■ **The task**
Every record should be repeated exactly, except that pictures are left out.

====

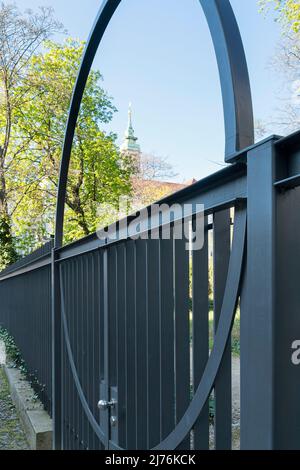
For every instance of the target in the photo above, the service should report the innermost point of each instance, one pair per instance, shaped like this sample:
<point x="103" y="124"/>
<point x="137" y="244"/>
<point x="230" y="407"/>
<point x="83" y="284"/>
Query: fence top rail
<point x="36" y="255"/>
<point x="226" y="177"/>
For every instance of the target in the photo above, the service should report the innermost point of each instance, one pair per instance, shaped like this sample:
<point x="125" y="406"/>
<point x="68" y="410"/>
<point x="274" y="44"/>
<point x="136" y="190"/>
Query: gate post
<point x="257" y="303"/>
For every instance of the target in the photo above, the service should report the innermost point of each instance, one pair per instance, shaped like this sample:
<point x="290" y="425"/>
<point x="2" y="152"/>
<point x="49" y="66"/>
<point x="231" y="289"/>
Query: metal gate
<point x="134" y="365"/>
<point x="126" y="308"/>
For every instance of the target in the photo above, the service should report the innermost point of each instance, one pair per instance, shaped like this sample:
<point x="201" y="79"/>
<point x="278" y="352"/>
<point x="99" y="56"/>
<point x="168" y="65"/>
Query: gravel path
<point x="12" y="436"/>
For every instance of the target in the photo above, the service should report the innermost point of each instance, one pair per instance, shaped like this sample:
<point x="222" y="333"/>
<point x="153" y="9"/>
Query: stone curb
<point x="35" y="420"/>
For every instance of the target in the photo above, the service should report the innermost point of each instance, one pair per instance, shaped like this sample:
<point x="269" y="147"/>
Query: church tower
<point x="130" y="146"/>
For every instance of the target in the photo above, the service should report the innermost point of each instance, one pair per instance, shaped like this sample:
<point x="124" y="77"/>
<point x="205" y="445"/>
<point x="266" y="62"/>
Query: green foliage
<point x="16" y="360"/>
<point x="98" y="173"/>
<point x="8" y="254"/>
<point x="288" y="12"/>
<point x="12" y="351"/>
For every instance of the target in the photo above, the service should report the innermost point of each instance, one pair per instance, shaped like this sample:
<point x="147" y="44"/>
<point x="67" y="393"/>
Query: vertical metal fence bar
<point x="121" y="337"/>
<point x="200" y="334"/>
<point x="182" y="331"/>
<point x="56" y="353"/>
<point x="153" y="342"/>
<point x="130" y="346"/>
<point x="258" y="303"/>
<point x="167" y="386"/>
<point x="141" y="344"/>
<point x="223" y="392"/>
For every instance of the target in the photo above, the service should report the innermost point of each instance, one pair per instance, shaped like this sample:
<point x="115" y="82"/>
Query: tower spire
<point x="130" y="144"/>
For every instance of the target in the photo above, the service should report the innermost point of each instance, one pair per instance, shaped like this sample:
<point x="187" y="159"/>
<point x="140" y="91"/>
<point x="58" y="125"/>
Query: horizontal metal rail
<point x="216" y="192"/>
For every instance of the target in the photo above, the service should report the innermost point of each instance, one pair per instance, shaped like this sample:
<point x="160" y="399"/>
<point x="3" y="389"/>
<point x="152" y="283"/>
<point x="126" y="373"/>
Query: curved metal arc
<point x="225" y="325"/>
<point x="237" y="102"/>
<point x="234" y="76"/>
<point x="213" y="365"/>
<point x="96" y="428"/>
<point x="105" y="14"/>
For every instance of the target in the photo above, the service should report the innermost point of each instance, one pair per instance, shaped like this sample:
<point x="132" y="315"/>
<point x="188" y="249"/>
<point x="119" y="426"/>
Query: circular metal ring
<point x="234" y="77"/>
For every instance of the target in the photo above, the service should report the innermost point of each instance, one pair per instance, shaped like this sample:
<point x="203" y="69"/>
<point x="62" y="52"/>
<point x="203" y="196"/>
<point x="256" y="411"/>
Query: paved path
<point x="12" y="436"/>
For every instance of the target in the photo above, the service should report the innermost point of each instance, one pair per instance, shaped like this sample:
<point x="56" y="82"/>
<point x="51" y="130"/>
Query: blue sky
<point x="158" y="55"/>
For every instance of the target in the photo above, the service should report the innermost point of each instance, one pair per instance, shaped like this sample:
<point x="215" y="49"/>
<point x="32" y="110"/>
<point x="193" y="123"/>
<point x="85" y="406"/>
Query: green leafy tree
<point x="288" y="12"/>
<point x="20" y="36"/>
<point x="98" y="174"/>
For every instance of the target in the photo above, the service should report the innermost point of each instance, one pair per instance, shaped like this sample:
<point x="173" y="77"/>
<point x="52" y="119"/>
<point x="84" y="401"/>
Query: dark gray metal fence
<point x="25" y="293"/>
<point x="132" y="366"/>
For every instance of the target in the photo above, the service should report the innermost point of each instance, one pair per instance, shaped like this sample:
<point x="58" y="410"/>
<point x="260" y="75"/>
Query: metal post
<point x="56" y="354"/>
<point x="257" y="303"/>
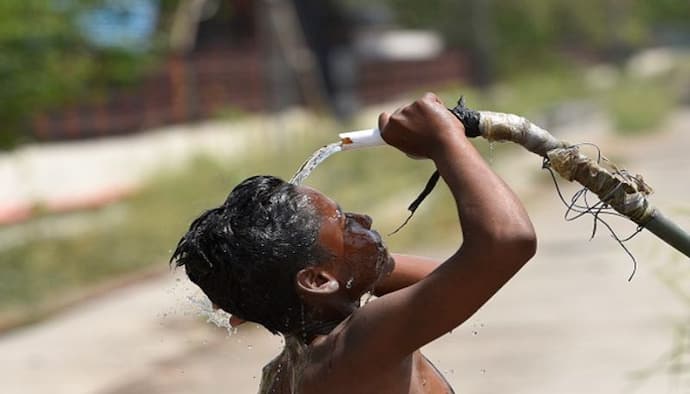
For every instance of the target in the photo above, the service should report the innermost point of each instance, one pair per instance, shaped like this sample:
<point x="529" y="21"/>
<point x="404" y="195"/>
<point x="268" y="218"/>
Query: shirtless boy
<point x="289" y="258"/>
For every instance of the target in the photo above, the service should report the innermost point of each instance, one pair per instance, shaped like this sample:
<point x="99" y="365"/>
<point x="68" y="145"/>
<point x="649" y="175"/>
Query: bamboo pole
<point x="625" y="193"/>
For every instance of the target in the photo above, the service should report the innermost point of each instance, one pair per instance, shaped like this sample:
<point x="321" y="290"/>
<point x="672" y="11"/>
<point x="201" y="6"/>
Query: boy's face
<point x="360" y="258"/>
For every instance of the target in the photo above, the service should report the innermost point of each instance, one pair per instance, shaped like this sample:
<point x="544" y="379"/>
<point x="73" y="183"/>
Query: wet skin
<point x="359" y="257"/>
<point x="359" y="261"/>
<point x="375" y="349"/>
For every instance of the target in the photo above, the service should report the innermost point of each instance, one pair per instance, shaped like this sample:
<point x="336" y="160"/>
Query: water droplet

====

■ **Full response**
For every instance of the target in the photo above, the service should report the innermost point of each instance, one pair per instance, shaped like this sample:
<point x="103" y="124"/>
<point x="137" y="244"/>
<point x="230" y="407"/>
<point x="83" y="284"/>
Query: fence top rail
<point x="36" y="255"/>
<point x="226" y="177"/>
For every instance of the target in the photo above, the service should report the innermost point of each instance, one pair per instance, shaped like this sample:
<point x="125" y="406"/>
<point x="68" y="410"/>
<point x="274" y="44"/>
<point x="136" y="190"/>
Query: gate post
<point x="257" y="303"/>
For every instance of the target in the photo above, the service should report the innermost point of each instance, one pair per instance, shaped like this sample:
<point x="290" y="425"/>
<point x="2" y="152"/>
<point x="49" y="66"/>
<point x="231" y="289"/>
Query: metal gate
<point x="134" y="365"/>
<point x="126" y="308"/>
For every instance of the target in the photo above, the service should report the innermost point of each instance, one pair per instance, shaped like this sample:
<point x="201" y="79"/>
<point x="278" y="352"/>
<point x="99" y="56"/>
<point x="168" y="65"/>
Query: gravel path
<point x="12" y="436"/>
For every instance of the target in the photo above, the service should report the innermost point of each instance, one pair per instance, shaped like this sample:
<point x="222" y="333"/>
<point x="153" y="9"/>
Query: stone curb
<point x="35" y="420"/>
For every instance of the target in the photo above, the service should report the innermost point of each instance, one pair per instance, shaped like this sample:
<point x="269" y="147"/>
Query: church tower
<point x="130" y="146"/>
For every instance of the target in the photo above, the service should report the innermost point of each instance, one pair per instance, shaped like this sample:
<point x="124" y="77"/>
<point x="205" y="445"/>
<point x="266" y="62"/>
Query: green foliage
<point x="16" y="360"/>
<point x="98" y="173"/>
<point x="8" y="254"/>
<point x="288" y="12"/>
<point x="12" y="351"/>
For every instance of the target in the photo above, the service should report the innermost point of each instance, one pair per instance, shaped like this sample:
<point x="147" y="44"/>
<point x="67" y="393"/>
Query: vertical metal fence bar
<point x="121" y="337"/>
<point x="200" y="334"/>
<point x="182" y="331"/>
<point x="56" y="353"/>
<point x="153" y="342"/>
<point x="130" y="346"/>
<point x="258" y="303"/>
<point x="167" y="386"/>
<point x="141" y="344"/>
<point x="223" y="392"/>
For every instance of the target in the photo above, the service should report the innermost point of each instance, one pair per instance, shaped like this sample:
<point x="115" y="82"/>
Query: tower spire
<point x="130" y="144"/>
For every instance of the target in the photo above, the service should report the innermost point of each instance, one pair per instance, shaped like this sample:
<point x="187" y="159"/>
<point x="140" y="91"/>
<point x="58" y="125"/>
Query: horizontal metal rail
<point x="216" y="192"/>
For every instance of the target in the photo above, the service should report the innermost point of each instance, one pair per instance, shaped like this sample:
<point x="160" y="399"/>
<point x="3" y="389"/>
<point x="152" y="283"/>
<point x="126" y="373"/>
Query: curved metal arc
<point x="225" y="325"/>
<point x="237" y="102"/>
<point x="234" y="76"/>
<point x="213" y="365"/>
<point x="96" y="428"/>
<point x="105" y="14"/>
For every instance of the target in the photo above, the service should report the innermost point of each instance, one pair per instance, shaped like this sample:
<point x="132" y="315"/>
<point x="188" y="249"/>
<point x="119" y="426"/>
Query: circular metal ring
<point x="234" y="77"/>
For every instance of the target in the photo above, the service should report the innermost point of each instance, one pair per instance, shaped like this sample:
<point x="203" y="69"/>
<point x="62" y="52"/>
<point x="203" y="196"/>
<point x="256" y="411"/>
Query: paved path
<point x="12" y="436"/>
For every instance of the target in the photo above, the service should report the innermost point of each instance, one pair per instance, shaped like this sample:
<point x="56" y="82"/>
<point x="51" y="130"/>
Query: blue sky
<point x="158" y="55"/>
For every instance of the target in the photo above, the service should report the innermost point of each instance, one pair per instance, shaped like this sample:
<point x="215" y="49"/>
<point x="32" y="110"/>
<point x="193" y="123"/>
<point x="85" y="406"/>
Query: green leafy tree
<point x="288" y="12"/>
<point x="20" y="36"/>
<point x="98" y="174"/>
For every instance of the target in the photo above, the service should report the innermost point of each instance, one pair per instance, shaped like this sample:
<point x="173" y="77"/>
<point x="52" y="119"/>
<point x="84" y="401"/>
Query: dark gray metal fence
<point x="25" y="293"/>
<point x="132" y="366"/>
For every instance of the target in the photo above, the service should report the innermost point of each instance, one pair per instance, shaped like this sample:
<point x="58" y="410"/>
<point x="260" y="75"/>
Query: metal post
<point x="56" y="354"/>
<point x="257" y="303"/>
For every instance of the target in the photo above, the service should report the innermost point of each instance, one pair per instance, shaped like this sample:
<point x="529" y="21"/>
<point x="404" y="195"/>
<point x="268" y="218"/>
Query: shirtless boy
<point x="289" y="258"/>
For every instance of the target in the photo above, the service should report the innermost point of each instance, one pair per instance, shaped like this sample:
<point x="99" y="365"/>
<point x="68" y="145"/>
<point x="649" y="175"/>
Query: bamboo pole
<point x="625" y="193"/>
For every instance of the target in the photo above, the service should report the innermost point of each instance, one pair per instance, shaped like this sample:
<point x="321" y="290"/>
<point x="672" y="11"/>
<point x="201" y="6"/>
Query: boy's face
<point x="360" y="258"/>
For every instance of the target in the photo above, the service should report the innermost point of each instance, one pair per instance, shaped like this sample:
<point x="544" y="379"/>
<point x="73" y="183"/>
Query: wet skin
<point x="359" y="257"/>
<point x="359" y="261"/>
<point x="375" y="349"/>
For every instance of the target in the photo above, the service should report the innermost point of each instance, one pair per instance, shaped like this sample:
<point x="336" y="160"/>
Query: water droplet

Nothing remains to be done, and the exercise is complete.